US utility Dominion Energy has reaffirmed its commitment to building new power generation to support the growing power demands of data centers in Virginia.
In its latest earnings call, the firm said it anticipates connecting 16 new data centers in 2024 and is studying around 8GW of additional demand.
Dominion has already connected 14 new data centers this year, with the connection rate up slightly year on year, with an average of 15 data centers per annum since 2013. As of July 2024, Dominion's data center demand was over 21GW, compared to around 16GW as of July 2023.
Citing Dominion Virginia's recently released Integrated Resource Plan (IRP), Robert Blue, CEO of Dominion, confirmed that the utility is focused on building new generation capacity to meet the rising power demand within the Virginian market.
“It's potentially doubling the amount of offshore wind. It's adding a substantial amount more natural gas than last year's IRP. It's adding additional solar beyond what the Clean Economy Act calls for and large amounts of battery storage,” said Blue.

Actions to take |
(1) Answer these questions using the article on Dominion Energy and data centers:
(a) How many new data centers does Dominion expect to connect in 2024?
(b) What was Dominion's data center demand as of July 2024?
(c) Who is Dominion's CEO?
(2) Name every type of generation or storage that Blue, in his quoted remarks in the Dominion Energy article, says the IRP adds or expands.
(3) Continue the article on Dominion Energy's data center power plans, starting after Blue's quote.
The data that follows has no connection to the Dominion Energy article.

Point annotation data |
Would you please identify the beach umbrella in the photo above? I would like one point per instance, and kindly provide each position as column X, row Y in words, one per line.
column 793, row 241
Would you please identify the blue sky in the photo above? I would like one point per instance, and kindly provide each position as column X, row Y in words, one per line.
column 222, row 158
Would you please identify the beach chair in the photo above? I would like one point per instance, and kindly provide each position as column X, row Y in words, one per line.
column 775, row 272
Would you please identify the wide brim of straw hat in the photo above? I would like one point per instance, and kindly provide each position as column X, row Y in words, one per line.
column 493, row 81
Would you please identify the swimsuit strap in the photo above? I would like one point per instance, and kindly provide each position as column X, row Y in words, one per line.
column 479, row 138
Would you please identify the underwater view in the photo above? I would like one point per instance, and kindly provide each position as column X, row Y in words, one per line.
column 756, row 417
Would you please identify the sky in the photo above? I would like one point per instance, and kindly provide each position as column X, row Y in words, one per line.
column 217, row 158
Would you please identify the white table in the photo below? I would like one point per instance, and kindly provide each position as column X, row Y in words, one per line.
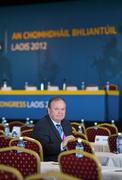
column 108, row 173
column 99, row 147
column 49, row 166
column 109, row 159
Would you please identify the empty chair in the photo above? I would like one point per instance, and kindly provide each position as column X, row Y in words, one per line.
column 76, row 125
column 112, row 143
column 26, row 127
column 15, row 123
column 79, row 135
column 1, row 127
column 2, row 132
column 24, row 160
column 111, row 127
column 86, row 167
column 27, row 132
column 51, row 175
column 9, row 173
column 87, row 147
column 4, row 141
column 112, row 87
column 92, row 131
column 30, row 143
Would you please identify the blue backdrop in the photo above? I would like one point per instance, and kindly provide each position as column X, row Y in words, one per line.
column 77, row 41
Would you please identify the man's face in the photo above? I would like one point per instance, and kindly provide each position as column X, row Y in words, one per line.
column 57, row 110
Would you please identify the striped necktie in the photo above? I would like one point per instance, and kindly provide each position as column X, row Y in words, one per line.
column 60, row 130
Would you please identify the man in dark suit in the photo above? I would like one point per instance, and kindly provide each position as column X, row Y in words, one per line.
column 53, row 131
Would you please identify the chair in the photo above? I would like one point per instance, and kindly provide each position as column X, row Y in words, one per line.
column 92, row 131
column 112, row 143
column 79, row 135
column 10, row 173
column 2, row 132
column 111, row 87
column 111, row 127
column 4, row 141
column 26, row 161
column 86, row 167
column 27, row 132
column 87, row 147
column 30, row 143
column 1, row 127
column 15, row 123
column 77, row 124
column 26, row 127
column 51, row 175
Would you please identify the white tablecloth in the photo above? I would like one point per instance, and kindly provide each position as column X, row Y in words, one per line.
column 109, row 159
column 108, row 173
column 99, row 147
==
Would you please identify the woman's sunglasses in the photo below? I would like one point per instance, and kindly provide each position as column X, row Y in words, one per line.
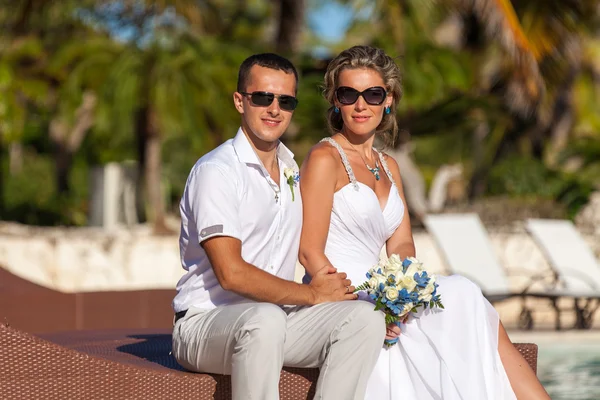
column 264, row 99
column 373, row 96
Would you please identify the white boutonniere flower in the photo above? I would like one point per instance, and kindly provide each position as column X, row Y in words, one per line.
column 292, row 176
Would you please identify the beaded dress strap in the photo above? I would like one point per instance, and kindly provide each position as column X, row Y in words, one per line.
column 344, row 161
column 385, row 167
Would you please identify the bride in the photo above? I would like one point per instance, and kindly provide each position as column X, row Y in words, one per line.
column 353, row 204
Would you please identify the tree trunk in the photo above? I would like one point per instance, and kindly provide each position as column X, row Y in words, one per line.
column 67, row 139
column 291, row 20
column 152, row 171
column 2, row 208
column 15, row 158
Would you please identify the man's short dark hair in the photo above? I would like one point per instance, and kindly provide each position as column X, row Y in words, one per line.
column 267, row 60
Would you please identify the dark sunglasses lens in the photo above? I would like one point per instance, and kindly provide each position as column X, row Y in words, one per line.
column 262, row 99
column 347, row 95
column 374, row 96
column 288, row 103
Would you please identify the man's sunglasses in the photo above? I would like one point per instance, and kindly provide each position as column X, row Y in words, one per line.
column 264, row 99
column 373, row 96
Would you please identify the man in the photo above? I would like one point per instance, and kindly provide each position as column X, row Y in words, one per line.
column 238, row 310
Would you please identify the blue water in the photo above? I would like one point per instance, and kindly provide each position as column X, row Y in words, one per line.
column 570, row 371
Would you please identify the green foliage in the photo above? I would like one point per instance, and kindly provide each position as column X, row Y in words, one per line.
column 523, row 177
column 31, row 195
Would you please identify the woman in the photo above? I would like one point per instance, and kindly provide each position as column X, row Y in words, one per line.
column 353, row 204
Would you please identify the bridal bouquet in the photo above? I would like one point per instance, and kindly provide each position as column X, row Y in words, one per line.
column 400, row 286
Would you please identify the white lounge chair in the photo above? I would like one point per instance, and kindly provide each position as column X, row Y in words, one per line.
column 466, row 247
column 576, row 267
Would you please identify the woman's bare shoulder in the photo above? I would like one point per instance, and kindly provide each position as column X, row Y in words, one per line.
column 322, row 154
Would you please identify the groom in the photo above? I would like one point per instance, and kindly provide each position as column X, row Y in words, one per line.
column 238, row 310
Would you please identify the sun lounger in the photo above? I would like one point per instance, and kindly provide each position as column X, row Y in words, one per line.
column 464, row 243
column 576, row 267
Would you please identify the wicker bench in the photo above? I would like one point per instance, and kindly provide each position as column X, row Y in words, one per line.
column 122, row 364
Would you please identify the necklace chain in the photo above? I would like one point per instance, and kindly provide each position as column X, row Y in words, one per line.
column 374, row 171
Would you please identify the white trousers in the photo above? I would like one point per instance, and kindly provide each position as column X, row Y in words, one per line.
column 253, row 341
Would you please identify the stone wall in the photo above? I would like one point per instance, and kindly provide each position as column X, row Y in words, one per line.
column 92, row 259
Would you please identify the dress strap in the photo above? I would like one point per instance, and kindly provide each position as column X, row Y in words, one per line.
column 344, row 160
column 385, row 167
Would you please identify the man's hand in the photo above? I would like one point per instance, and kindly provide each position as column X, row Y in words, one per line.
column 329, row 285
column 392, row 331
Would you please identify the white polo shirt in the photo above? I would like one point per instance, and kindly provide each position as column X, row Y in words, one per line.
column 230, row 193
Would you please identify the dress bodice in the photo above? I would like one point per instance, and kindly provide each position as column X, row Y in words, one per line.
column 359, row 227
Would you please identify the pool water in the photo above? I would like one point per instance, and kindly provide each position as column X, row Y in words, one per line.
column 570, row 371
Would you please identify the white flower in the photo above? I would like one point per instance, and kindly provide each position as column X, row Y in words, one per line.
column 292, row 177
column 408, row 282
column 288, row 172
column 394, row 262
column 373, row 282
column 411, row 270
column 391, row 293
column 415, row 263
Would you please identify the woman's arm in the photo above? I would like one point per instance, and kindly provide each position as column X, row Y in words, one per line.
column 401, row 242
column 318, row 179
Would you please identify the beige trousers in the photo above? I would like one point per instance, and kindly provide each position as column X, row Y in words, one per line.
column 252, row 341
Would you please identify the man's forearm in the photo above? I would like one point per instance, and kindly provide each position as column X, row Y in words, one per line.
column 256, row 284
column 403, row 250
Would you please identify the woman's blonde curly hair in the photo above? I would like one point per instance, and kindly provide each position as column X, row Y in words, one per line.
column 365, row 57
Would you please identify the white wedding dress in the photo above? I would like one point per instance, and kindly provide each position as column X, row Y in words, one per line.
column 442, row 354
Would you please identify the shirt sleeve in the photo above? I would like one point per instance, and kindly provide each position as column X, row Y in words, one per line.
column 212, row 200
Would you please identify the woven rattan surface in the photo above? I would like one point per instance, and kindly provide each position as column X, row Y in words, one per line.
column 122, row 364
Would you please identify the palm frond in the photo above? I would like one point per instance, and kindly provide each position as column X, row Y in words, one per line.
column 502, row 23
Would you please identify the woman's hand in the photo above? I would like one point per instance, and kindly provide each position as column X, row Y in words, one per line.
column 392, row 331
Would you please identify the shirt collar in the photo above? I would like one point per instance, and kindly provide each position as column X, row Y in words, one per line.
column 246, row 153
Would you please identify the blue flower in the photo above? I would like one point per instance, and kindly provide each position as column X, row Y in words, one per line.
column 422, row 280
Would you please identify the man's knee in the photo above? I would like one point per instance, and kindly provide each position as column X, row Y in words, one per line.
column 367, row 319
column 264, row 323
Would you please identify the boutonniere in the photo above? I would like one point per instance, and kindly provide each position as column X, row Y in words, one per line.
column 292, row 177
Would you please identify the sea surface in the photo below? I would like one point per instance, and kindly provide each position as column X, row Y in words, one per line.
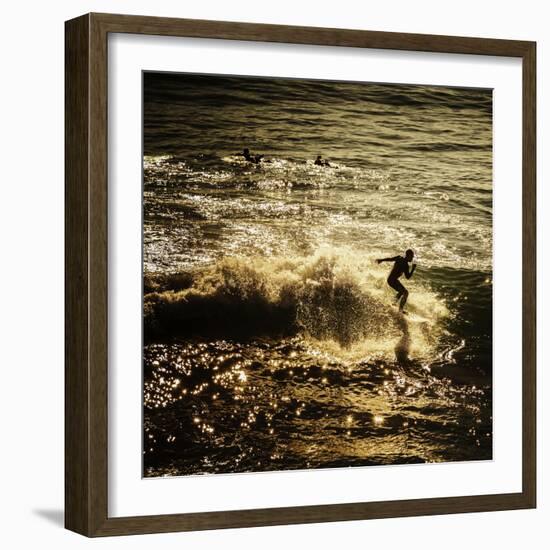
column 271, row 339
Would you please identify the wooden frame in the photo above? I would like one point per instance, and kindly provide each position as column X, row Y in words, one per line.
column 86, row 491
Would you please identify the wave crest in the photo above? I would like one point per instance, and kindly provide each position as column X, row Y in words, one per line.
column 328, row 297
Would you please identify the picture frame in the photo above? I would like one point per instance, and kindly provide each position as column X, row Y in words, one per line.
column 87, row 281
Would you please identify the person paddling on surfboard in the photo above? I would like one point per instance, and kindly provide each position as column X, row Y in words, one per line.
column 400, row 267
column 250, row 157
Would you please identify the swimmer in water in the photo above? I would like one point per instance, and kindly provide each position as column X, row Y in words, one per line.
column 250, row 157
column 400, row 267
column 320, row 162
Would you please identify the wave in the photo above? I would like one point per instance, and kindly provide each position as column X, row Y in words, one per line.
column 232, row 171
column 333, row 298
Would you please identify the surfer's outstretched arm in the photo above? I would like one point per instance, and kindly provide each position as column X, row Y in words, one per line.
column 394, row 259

Answers to each task |
(1)
(a) 16
(b) Over 21GW
(c) Robert Blue

(2)
- Offshore wind
- Natural gas
- Solar
- Battery storage

(3)
To meet this rising demand, the IRP set out an “all-of-the-above" approach, which includes increasing power generation from every source, extensive grid upgrades, and energy efficiency programs to maintain grid reliability while meeting unprecedented growth in power demand. The plan's power generation profile is largely derived from carbon-free sources, representing 80 percent of the overall capacity.
In addition, the company doubled down on its interest in the small modular reactor (SMR) sector, citing three main reasons:
“One is significant demand growth, largely driven by large users like data centers. Second, a continued focus on around-the-clock carbon-free generation to meet reliability and carbon reduction goals. And the third is that US leadership and nuclear technology are important to national security,” stated Robert Blue.
Dominion sees its Virginia utility as right at the intersection of all three. As a result, the state is likely to become a hotbed of both traditional nuclear and SMR development due to its location and position as “the most nuclear-friendly state in the United States with strong bipartisan support for next generation nuclear initiatives,” said Blue
Subsequently, Dominion has pinpointed SMRs, offshore wind, and battery storage as key players in its “all-of-the-above" approach. Without naming specific companies, Dominion reported that several hyperscalers are interested in signing similar SMR agreements to those signed between Dominion and Amazon last month.
The commitment from Dominion is part of a broader push within the data center sector toward nuclear power. Earlier this month, Google signed a corporate agreement to purchase nuclear energy from multiple SMRS from Karios Power, with an expected deployment date in 2030.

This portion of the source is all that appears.